== Dataset records ==

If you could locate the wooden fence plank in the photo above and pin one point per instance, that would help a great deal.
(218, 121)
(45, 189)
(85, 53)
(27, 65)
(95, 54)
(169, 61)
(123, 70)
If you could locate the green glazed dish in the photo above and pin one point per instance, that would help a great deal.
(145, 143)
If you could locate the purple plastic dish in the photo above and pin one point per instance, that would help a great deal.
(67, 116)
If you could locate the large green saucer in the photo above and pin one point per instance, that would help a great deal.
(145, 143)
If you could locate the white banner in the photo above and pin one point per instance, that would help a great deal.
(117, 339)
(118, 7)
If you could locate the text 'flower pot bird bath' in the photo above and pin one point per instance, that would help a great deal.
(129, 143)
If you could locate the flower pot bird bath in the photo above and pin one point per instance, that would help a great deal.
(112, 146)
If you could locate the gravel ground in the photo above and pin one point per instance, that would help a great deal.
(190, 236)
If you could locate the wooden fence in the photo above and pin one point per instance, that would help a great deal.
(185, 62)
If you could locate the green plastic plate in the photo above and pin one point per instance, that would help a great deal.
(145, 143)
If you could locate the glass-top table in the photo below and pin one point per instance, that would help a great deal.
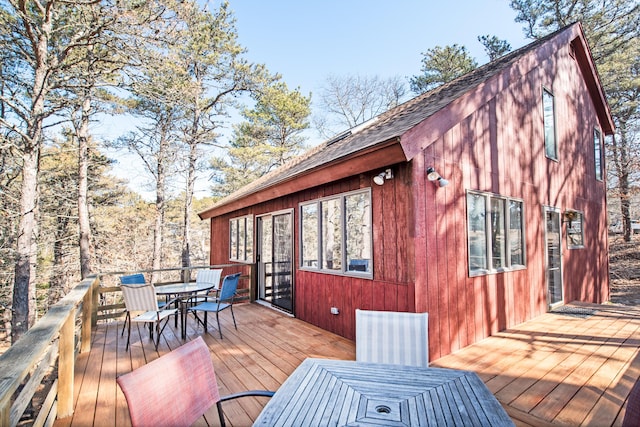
(183, 290)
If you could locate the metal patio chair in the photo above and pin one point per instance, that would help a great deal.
(392, 337)
(176, 389)
(222, 301)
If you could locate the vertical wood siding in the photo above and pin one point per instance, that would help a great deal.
(419, 229)
(499, 149)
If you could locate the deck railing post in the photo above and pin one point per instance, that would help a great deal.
(95, 295)
(5, 411)
(66, 365)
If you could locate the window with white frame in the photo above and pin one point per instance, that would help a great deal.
(575, 235)
(336, 235)
(549, 119)
(495, 233)
(597, 152)
(241, 239)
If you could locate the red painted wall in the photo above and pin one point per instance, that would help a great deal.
(500, 149)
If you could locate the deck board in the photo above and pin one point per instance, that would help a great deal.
(553, 370)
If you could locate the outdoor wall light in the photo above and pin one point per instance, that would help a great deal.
(380, 178)
(434, 176)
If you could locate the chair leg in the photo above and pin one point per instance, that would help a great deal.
(127, 319)
(128, 336)
(157, 340)
(218, 319)
(234, 317)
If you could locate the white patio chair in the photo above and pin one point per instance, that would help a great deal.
(392, 337)
(143, 299)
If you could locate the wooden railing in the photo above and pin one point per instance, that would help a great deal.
(47, 352)
(49, 344)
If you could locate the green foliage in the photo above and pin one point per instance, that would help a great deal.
(494, 47)
(347, 101)
(441, 65)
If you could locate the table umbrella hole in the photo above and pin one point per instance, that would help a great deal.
(382, 409)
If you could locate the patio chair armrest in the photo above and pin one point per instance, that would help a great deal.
(259, 393)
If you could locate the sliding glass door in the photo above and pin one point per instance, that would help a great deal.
(275, 259)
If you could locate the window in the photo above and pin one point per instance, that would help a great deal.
(597, 153)
(575, 237)
(549, 118)
(336, 233)
(241, 239)
(495, 233)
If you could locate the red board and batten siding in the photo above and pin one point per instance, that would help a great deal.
(499, 148)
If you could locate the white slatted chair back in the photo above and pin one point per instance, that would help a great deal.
(140, 297)
(210, 277)
(392, 338)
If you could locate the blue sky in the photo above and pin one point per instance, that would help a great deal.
(307, 40)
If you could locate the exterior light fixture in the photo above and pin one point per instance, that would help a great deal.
(570, 216)
(434, 176)
(382, 176)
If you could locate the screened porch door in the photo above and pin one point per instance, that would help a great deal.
(275, 259)
(553, 251)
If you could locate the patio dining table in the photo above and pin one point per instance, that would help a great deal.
(184, 291)
(323, 392)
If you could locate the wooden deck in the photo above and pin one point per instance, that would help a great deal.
(559, 369)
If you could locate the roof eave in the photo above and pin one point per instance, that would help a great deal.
(378, 156)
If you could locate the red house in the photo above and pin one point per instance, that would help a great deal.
(482, 202)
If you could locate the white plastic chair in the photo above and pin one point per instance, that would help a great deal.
(143, 298)
(392, 337)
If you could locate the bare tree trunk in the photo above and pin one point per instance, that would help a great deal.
(622, 164)
(58, 282)
(24, 290)
(186, 230)
(159, 221)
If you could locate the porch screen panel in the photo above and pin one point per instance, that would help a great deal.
(233, 239)
(282, 258)
(309, 233)
(358, 232)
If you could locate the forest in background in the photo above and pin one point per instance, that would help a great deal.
(178, 68)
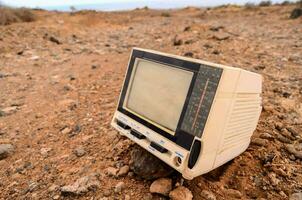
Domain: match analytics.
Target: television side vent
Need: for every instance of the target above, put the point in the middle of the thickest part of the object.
(243, 119)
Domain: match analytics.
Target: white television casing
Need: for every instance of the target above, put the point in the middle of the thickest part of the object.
(232, 118)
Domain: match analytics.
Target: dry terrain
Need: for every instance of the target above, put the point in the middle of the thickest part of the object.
(60, 78)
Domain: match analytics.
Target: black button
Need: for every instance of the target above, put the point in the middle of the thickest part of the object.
(122, 125)
(195, 151)
(158, 147)
(137, 134)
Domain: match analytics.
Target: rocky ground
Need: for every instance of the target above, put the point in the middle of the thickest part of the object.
(60, 78)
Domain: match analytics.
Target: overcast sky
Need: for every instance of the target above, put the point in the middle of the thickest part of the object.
(52, 3)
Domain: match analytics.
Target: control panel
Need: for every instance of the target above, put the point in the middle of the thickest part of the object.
(201, 100)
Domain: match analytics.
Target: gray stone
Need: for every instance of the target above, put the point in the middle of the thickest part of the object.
(273, 179)
(82, 185)
(8, 110)
(259, 142)
(80, 151)
(294, 150)
(232, 193)
(123, 171)
(147, 166)
(44, 151)
(161, 186)
(111, 171)
(5, 150)
(207, 195)
(181, 193)
(266, 136)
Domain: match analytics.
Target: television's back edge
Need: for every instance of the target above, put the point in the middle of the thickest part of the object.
(218, 115)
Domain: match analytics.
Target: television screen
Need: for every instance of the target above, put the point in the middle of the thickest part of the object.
(157, 93)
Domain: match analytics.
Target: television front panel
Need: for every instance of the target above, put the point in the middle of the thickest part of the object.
(193, 115)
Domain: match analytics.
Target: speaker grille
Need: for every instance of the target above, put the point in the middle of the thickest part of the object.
(243, 119)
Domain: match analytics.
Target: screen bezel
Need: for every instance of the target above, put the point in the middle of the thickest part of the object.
(135, 66)
(182, 138)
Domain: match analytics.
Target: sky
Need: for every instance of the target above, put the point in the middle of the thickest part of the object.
(120, 4)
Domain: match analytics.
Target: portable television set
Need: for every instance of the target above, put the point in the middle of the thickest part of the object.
(191, 114)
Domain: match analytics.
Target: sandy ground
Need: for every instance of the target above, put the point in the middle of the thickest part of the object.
(60, 79)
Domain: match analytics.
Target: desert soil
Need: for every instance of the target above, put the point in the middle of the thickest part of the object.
(60, 79)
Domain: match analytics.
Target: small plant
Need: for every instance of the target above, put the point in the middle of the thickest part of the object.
(265, 3)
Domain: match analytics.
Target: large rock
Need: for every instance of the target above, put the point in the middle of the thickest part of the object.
(181, 193)
(207, 195)
(147, 166)
(161, 186)
(82, 185)
(5, 150)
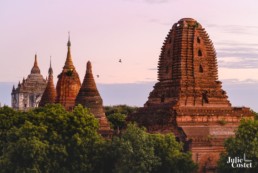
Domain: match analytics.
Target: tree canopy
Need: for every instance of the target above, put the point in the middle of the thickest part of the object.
(51, 140)
(245, 143)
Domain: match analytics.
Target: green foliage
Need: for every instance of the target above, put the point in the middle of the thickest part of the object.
(245, 142)
(138, 151)
(48, 139)
(117, 120)
(52, 140)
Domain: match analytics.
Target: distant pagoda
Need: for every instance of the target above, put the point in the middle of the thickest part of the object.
(28, 94)
(49, 95)
(188, 99)
(68, 84)
(89, 97)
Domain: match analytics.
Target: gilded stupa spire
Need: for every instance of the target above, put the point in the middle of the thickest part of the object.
(89, 97)
(49, 95)
(50, 70)
(35, 69)
(68, 63)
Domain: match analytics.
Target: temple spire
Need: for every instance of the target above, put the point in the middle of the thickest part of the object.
(49, 95)
(69, 63)
(35, 69)
(50, 70)
(89, 97)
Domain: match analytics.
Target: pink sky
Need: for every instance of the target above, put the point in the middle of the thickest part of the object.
(105, 31)
(133, 30)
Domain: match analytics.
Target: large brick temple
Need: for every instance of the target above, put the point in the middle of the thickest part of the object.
(188, 98)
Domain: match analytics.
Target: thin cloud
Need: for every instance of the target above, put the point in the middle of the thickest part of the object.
(152, 69)
(152, 1)
(235, 29)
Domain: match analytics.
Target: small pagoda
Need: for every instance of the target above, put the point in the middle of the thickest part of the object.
(89, 97)
(68, 84)
(28, 93)
(49, 95)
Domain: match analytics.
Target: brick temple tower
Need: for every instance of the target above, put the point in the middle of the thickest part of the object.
(68, 84)
(28, 93)
(90, 98)
(49, 95)
(188, 99)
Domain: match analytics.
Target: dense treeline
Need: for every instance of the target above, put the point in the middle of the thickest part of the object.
(50, 139)
(243, 146)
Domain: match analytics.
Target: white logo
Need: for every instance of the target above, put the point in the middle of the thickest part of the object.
(238, 162)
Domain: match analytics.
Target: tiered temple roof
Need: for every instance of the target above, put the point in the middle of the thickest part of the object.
(89, 97)
(28, 93)
(68, 84)
(188, 99)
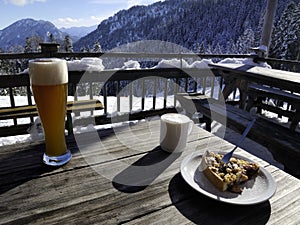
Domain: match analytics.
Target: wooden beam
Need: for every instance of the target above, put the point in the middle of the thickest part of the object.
(268, 25)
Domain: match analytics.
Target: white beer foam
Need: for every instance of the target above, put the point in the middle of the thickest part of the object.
(48, 71)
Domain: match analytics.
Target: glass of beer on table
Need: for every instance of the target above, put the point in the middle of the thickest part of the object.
(49, 81)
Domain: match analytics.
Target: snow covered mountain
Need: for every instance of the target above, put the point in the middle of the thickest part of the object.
(216, 26)
(78, 32)
(16, 33)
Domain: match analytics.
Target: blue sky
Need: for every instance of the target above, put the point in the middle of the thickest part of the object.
(64, 13)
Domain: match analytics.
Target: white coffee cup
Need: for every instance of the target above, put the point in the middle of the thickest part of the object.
(174, 130)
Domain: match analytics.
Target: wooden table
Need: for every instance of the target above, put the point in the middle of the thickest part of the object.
(238, 76)
(88, 189)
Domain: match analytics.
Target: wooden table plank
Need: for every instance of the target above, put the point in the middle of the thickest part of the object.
(83, 194)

== Requirement ==
From the material above, retype precisely the lines between the line holding "Target: gilded stupa spire" and the line holding "Target: temple spire", inclusive, and nothing beyond them.

== Answer for this exercise ==
Target: gilded stupa spire
Need: for every instance of the target above, put the point in the middle of the thickest part of the object.
(89, 97)
(49, 95)
(50, 70)
(35, 69)
(68, 63)
Domain: match analytics.
Target: temple spire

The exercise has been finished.